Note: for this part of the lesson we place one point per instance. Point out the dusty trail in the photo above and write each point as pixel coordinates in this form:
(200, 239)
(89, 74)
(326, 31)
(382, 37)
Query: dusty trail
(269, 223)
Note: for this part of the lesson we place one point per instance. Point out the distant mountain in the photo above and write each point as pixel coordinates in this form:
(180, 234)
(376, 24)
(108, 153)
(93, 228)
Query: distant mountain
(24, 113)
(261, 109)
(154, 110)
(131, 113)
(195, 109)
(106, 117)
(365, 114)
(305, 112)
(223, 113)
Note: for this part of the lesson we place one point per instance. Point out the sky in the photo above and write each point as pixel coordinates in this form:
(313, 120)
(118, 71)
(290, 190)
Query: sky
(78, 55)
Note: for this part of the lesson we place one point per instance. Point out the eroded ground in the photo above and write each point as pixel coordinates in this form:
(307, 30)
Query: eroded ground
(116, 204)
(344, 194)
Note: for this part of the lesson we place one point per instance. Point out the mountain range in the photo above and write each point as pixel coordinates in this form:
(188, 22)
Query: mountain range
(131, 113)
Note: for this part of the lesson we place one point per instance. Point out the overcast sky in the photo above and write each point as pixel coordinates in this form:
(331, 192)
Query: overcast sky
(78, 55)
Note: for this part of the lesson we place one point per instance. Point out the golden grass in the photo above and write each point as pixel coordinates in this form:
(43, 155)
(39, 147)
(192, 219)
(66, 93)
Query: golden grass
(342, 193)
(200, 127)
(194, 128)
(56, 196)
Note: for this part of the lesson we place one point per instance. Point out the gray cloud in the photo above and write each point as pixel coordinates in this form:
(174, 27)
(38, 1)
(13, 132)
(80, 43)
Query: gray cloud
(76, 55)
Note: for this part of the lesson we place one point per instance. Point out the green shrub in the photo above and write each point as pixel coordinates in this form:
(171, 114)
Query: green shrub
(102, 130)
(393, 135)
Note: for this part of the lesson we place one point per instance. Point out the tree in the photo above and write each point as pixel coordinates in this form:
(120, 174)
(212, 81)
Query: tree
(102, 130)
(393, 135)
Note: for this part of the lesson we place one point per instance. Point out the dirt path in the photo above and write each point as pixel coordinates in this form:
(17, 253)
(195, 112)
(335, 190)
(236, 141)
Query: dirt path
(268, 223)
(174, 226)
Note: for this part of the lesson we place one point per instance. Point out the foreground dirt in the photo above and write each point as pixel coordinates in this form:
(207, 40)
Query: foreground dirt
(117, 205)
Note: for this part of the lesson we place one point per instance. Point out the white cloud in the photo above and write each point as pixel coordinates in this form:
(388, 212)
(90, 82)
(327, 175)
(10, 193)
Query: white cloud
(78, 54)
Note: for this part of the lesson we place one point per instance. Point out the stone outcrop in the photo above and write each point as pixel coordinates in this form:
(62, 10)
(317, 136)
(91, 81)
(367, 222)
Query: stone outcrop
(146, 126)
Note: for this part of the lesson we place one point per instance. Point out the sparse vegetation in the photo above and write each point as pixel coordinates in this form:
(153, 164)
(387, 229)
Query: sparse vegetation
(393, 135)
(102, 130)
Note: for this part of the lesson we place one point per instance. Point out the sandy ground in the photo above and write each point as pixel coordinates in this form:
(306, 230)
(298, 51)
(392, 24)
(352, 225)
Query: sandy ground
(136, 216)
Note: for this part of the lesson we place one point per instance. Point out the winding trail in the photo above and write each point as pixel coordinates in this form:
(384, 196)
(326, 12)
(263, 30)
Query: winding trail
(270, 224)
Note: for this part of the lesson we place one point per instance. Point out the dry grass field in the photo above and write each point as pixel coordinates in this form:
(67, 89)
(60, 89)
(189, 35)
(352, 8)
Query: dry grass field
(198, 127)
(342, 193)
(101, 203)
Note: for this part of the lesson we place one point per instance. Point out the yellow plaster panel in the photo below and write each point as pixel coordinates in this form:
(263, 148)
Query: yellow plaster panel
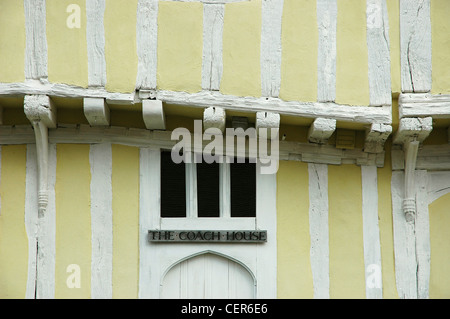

> **TASK GOAL**
Count the lines of the records above that contain the word "green". Give only the number.

> **ANSWER**
2